▸ PROVIDED TEXT:
━━━━━━━━

Lébény ( or ) is a town in Győr-Moson-Sopron County, midway between Mosonmagyaróvár and Győr, Hungary. It has a Romanesque monastic church commenced in 1208. Similar family or clan-financed medieval Hungarian monastic churches can be found in Ják, Ócsa, Nyírbátor, Harina and Mălâncrav.

Early history
The Lébény area has been occupied continuously since prehistoric times. Signs of human occupation have been found from the Neolithic, through the Bronze and Iron Ages, including excavated remains of Celtic habitation. When Tiberius, later the Roman Emperor, overran Transdanubia in AD 9, he established a military camp and civilian settlement in the area of present-day Lébény.

In later centuries the region was inhabited by Huns, then by Lombards, and then by Avars, who were converted to Christianity. Excavations have confirmed there was already a sizeable community at Lébény at the time of the Hungarian Conquest of the Carpathian Basin in the 9th and 10th centuries, including Slavic groups.

The first written mention of the place was under the name Libin in 1208.

━━━━━━━━

▸ SET TASKS:
1/ According to the text about Lébény, in what year was its Romanesque monastic church commenced?
2/ Return the exact passage from the text about Lébény that begins at the words "Early history" and stops after the words "of present-day Lébény.".
Rely only on the text about Lébény, not on any outside knowledge.

▸ Entries listed in a dataset:
━━━━━━━━

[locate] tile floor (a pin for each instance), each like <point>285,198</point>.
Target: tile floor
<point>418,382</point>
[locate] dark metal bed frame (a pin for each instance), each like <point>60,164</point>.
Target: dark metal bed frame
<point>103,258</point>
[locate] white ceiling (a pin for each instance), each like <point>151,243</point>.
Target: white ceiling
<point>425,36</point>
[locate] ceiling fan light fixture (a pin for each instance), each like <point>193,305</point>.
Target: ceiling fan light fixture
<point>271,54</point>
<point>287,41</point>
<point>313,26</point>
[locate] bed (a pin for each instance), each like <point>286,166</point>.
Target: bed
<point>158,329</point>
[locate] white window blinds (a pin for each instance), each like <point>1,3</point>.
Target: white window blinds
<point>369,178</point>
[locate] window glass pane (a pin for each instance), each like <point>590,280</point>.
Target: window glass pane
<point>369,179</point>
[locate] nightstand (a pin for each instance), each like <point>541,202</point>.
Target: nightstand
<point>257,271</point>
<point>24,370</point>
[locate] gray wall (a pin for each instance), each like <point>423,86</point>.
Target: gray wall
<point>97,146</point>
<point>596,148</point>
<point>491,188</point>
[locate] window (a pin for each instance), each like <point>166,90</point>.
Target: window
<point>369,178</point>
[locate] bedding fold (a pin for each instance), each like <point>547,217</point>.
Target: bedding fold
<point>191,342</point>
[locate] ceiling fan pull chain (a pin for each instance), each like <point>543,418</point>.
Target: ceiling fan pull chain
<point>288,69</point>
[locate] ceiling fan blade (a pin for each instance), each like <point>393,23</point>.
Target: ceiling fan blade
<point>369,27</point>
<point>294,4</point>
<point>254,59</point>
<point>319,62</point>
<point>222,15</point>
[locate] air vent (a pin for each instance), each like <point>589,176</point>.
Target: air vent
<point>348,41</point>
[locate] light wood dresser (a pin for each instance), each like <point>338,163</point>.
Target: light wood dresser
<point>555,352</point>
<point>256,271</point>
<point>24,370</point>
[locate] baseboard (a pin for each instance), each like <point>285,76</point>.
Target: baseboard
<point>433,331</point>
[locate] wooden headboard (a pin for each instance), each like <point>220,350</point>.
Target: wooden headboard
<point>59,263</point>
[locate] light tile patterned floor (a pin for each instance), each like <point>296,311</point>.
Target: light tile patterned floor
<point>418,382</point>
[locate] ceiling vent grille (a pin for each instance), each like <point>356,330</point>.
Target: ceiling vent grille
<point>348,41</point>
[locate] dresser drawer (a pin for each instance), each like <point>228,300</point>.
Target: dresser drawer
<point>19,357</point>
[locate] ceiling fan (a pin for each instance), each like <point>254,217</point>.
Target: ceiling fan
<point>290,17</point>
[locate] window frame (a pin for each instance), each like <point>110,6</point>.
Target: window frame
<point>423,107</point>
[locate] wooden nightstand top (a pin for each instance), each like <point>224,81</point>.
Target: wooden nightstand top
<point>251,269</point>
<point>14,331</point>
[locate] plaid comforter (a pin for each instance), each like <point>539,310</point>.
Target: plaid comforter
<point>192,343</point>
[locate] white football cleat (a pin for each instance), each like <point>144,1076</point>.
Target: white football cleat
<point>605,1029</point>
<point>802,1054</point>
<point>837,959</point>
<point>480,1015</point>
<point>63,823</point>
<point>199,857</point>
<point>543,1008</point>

━━━━━━━━

▸ FULL ANSWERS:
1/ 1208

2/
Early history
The Lébény area has been occupied continuously since prehistoric times. Signs of human occupation have been found from the Neolithic, through the Bronze and Iron Ages, including excavated remains of Celtic habitation. When Tiberius, later the Roman Emperor, overran Transdanubia in AD 9, he established a military camp and civilian settlement in the area of present-day Lébény.